=== Passage provided ===

Seeking out businesses that increase their sales and profits at a rapid clip is an appealing investment strategy that could help to achieve stock market outperformance over the long term. The thinking is that if a company is able to boost its top and bottom lines, then it must be out-competing rivals in its industry -- clearly a positive sign -- and investors will come to appreciate the stock more.

Lululemon Athletica (LULU 1.43%) is a great example. The popular athleisure company continues thriving in what has been a difficult macroeconomic environment. Here's why it's my top growth stock to buy now.

Inventory buildup 

Lululemon recently reported its fiscal 2022 third quarter financial results with revenue of $1.9 billion (up 28% year over year) and net income of $255.5 million (up 36%) both exceeding Wall Street estimates. Same-store sales, which look at revenue from locations that have been open for at least 12 months, jumped 22% compared to Q3 2021. 

What's more, Lululemon opened 23 net new stores in the period, bringing the total to 623. That's about a 4% expansion of the company's physical footprint in just one fiscal quarter, a remarkable feat when you consider that many enterprises today are pulling back on capital expenditures with the expectation of a recession on the horizon. Lululemon is still in full-on growth mode, which is something investors should be happy to see. 

These positive Q3 numbers suggest that the business is firing on all cylinders right now. However, the market is a forward-looking machine. And because of this, Lululemon's shares dropped more than 7% immediately after the earnings release.

===

**Exercise details:**
Explain why the Lululemon passage calls the opening of 23 net new stores in one fiscal quarter a remarkable feat.

=== Provided records ===

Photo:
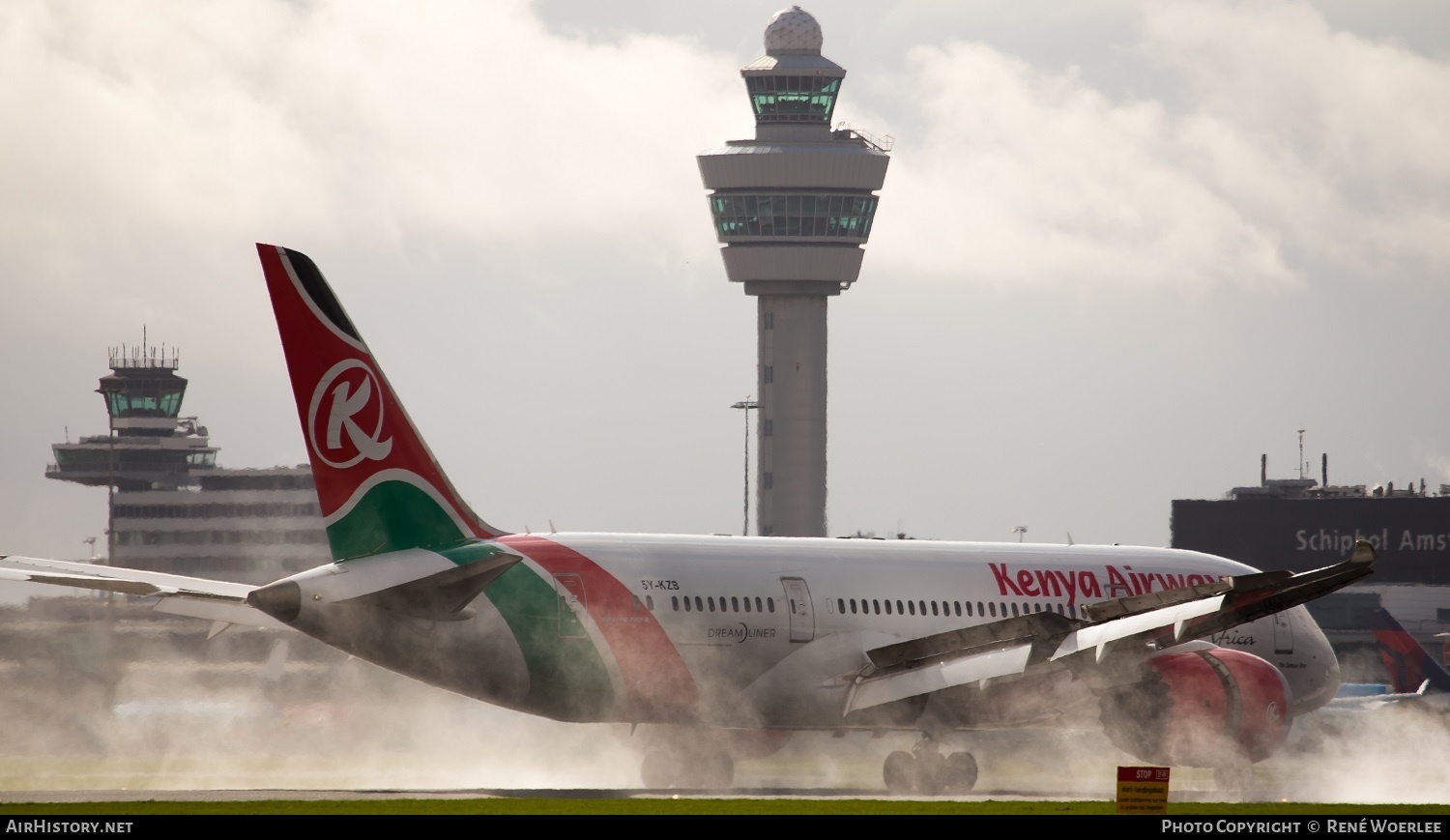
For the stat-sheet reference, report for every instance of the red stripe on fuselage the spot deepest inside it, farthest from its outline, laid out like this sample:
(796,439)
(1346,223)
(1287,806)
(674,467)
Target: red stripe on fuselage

===

**Result for this exercise:**
The new stores brought Lululemon's total to 623, about a 4% expansion of its physical footprint in a single fiscal quarter. The passage calls this remarkable because many enterprises are pulling back on capital expenditures in expectation of a recession.